== Consegna 1 ==
Ricopia il passo del testo sul festival di Sanremo che comincia con "Io sono colpito" e prosegue fino a "sua densità generazionale.".
== Consegna 2 ==
Prosegui il testo sul festival di Sanremo a partire dall'ultima frase riportata.

== Testo in esame ==
####################
Personalmente, non sono molto interessato a quel che accade a Sanremo. Ma non amo il disprezzo del popolo da parte di quelli che sostengono di amarlo.  Allo stesso tempo non nutro speranze di emancipazione sociale.

Il festival è quel che è: lo specchio del paese, non della sua critica. Piuttosto, mi pare sintomatico il modo tribale con cui ne parliamo. Ci sono quelli per cui non si può non parlarne e quelli per cui non si deve in alcun modo farlo.  I nostri giudizi sono ormai estremizzati.  Tutto fa schifo oppure tutto è unico.

Io sono colpito in modo particolare da due aspetti che mi siano utili anche a quella parte del Paese che vorrebbe costruire una critica all’attuale modello sociale. 

Nostalgia del dialogo tra generazioni

Il primo aspetto sorge dalla domanda sul perché il festival di Sanremo esercita ancora un potere di attrazione così grande.

La risposta che darei è che il festival rappresenta una delle poche occasioni pubbliche in cui il “contemporaneo” mostra ancora la sua densità generazionale.

Essere contemporanei non vuol dire infatti essere coetanei. La contemporaneità è abitata da tante generazioni che devono essere in grado di parlarsi, ascoltarsi, conoscersi.

L’interdizione di questa capacità di dialogo intergenerazionale mi sembra una cifra della nostra povertà di senso.

Persino i social sono a compartimento stagno, dal punto di vista generazionale. I più anziani non sanno cosa siano, i cinquantenni impazzano su Facebook sentendosi così ancora giovani, i veri giovani sfottono su TikTok i cinquantenni che si credono giovani su Facebook.

Non abbiamo più spazi pubblici in cui le generazioni si incontrano e possono, in questo modo, sentirsi davvero contemporanei.
####################
== Dati registrati ==
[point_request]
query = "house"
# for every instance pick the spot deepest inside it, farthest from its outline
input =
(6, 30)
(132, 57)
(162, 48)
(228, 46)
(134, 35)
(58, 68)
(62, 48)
####################
== Risposta 1 ==
Io sono colpito in modo particolare da due aspetti che mi siano utili anche a quella parte del Paese che vorrebbe costruire una critica all’attuale modello sociale. 

Nostalgia del dialogo tra generazioni

Il primo aspetto sorge dalla domanda sul perché il festival di Sanremo esercita ancora un potere di attrazione così grande.

La risposta che darei è che il festival rappresenta una delle poche occasioni pubbliche in cui il “contemporaneo” mostra ancora la sua densità generazionale.

== Risposta 2 ==
Ecco, Sanremo diventa un pretesto per colmare questa mancanza. Gli anziani degnano di ascolto Lazza, gli adolescenti cantano a squarciagola Fatti mandare dalla mamma. Il problema è che l’esperienza di questa contemporaneità intergenerazionale è concessa dentro uno spazio che è già definito culturalmente: non è libero (anche se Chiara Ferragni vorrebbe farci pensare il contrario), è già predeterminato dal primato della merce e del consumo che sfrutta il nostro bisogno di incontro.

Abbiamo nostalgia di un’agorà dove poter incontrarci tra generazioni, invece dobbiamo accontentarci di farlo per qualche ora dentro uno spazio che non è poi così diverso da un centro commerciale che vetrinizza il nostro bisogno di socialità intergenerazionale.

Uno dei compiti della sinistra è di prendere sul serio questo bisogno, non di snobbarlo. Di lottare per costruire spazi pubblici dove si possa essere contemporanei senza dover essere consumatori.

Critica sociale e individualismo

Tutti gli apparenti spazi di critica dentro il Festival – dalla stola di Ferragni al rap del suo consorte fino alla retorica di Benigni che disarma la Costituzione rendendola pronta ad ogni manipolazione – hanno diritto di cittadinanza precisamente per la loro appartenenza a ciò che dovrebbero criticare. Ma non basta questa consapevolezza, a mio avviso.

La verità è che anche le nostre aspettative connesse al bisogno di una critica sociale adeguata sono comunque ancorate al principio individualista. Ci affidiamo ai grandi personaggi, ai grandi comunicatori. Comunque a qualcuno.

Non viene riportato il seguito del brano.